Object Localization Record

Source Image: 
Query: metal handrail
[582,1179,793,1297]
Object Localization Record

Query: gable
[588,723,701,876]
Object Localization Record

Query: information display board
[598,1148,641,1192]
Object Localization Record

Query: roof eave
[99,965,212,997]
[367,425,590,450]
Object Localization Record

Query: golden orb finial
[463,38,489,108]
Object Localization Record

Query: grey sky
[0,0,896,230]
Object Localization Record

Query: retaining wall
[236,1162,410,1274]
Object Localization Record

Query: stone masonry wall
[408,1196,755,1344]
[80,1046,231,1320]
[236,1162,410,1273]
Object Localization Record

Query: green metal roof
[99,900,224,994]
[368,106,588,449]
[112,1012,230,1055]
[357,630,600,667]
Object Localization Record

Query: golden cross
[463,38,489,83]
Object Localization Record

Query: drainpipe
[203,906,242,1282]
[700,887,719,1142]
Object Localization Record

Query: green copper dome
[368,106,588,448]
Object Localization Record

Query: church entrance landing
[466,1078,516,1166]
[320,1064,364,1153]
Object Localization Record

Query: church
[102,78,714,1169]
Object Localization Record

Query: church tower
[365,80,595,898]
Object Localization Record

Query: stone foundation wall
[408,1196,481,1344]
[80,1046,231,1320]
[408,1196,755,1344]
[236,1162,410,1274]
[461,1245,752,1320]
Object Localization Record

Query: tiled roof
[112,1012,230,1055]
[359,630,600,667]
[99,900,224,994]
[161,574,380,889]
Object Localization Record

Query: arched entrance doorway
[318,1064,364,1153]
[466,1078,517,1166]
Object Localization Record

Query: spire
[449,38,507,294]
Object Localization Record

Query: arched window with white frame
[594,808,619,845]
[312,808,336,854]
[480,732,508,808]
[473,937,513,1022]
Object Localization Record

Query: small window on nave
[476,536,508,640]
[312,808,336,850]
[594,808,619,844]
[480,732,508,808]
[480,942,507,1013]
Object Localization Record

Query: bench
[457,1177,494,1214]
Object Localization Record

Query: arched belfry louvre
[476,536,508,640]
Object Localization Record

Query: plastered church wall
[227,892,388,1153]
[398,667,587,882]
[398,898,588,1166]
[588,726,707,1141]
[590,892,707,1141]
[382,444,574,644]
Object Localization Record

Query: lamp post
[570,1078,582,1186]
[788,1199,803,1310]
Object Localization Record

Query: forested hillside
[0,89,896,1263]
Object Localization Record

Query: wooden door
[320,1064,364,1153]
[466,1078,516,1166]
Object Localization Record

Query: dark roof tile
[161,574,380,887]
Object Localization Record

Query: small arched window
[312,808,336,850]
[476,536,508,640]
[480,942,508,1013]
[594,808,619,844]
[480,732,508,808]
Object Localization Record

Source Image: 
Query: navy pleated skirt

> **Job**: Tally the lines in the items above that contain the string "roof". Reply with that number alone.

> **Full output**: 4